Exercise input ->
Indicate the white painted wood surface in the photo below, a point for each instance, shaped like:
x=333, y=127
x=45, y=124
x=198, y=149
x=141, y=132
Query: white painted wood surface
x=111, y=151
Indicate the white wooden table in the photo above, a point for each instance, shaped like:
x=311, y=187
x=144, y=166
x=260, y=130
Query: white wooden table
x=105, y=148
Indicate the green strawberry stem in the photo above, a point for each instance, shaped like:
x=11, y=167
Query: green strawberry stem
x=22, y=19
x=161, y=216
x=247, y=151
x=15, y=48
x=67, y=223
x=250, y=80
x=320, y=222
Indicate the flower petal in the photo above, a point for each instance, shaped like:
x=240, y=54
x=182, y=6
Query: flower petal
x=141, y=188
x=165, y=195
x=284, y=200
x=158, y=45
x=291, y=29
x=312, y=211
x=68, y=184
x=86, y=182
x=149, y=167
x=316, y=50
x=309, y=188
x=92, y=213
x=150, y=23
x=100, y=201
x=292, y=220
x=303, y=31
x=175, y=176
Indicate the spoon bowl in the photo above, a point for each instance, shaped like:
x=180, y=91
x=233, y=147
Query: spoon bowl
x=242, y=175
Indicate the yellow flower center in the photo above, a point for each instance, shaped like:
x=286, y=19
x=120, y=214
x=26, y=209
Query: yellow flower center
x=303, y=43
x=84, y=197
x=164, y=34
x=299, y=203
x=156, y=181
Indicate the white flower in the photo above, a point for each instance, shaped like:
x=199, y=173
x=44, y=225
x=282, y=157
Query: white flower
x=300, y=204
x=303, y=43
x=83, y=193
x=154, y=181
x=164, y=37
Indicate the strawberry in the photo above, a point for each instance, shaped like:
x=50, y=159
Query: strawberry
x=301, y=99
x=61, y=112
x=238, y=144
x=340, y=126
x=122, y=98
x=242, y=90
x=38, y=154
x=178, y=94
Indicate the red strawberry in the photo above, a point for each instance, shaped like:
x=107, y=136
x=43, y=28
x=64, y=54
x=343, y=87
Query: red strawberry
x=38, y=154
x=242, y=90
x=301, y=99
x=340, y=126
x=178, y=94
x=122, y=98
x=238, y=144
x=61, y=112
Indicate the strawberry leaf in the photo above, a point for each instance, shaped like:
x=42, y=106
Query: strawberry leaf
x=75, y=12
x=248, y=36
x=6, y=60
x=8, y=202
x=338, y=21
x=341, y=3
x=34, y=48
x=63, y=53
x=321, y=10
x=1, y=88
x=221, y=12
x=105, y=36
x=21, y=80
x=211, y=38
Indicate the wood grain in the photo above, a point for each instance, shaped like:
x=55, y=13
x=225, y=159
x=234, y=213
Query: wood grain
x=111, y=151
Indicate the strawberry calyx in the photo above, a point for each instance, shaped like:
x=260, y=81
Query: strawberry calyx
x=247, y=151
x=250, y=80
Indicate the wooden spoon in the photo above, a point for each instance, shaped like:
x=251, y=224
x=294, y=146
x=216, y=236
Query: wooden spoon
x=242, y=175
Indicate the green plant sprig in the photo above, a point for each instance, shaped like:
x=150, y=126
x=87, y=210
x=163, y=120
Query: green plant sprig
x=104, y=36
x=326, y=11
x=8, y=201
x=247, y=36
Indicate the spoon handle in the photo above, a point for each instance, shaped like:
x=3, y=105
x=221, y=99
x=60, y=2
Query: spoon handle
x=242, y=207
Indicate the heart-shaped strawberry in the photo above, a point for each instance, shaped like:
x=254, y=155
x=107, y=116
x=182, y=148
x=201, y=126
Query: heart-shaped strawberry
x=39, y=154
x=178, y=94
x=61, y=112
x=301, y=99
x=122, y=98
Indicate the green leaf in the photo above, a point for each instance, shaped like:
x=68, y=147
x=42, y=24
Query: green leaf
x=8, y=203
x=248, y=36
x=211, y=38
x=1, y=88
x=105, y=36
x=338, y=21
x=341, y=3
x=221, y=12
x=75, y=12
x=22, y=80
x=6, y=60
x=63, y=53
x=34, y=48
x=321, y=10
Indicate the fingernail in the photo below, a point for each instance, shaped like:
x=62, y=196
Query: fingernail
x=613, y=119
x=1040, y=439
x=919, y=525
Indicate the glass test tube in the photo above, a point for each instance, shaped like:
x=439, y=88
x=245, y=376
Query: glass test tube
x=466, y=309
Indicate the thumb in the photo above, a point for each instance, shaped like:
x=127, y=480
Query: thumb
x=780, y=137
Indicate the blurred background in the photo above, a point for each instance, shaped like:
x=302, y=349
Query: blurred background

Instructions to follow ->
The line containing "Indicate the fingernail" marks the start; retype it and each line after it through the end of the records above, exactly.

Result of this exercise ->
Indicate the fingernail in the photo below, a point for each instance, shaped like:
x=62, y=196
Query: fingernail
x=613, y=119
x=1040, y=439
x=919, y=525
Indicate the glass test tube in the photo above, a point for each instance, shaped like:
x=439, y=88
x=245, y=376
Query: glass test tube
x=466, y=309
Indicate the thumb in the photo above, a point for each instance, shaped like:
x=127, y=480
Query: thumb
x=780, y=137
Indicate the blurred background in the photo above, a point for each instance, shaped like:
x=302, y=349
Query: blurred background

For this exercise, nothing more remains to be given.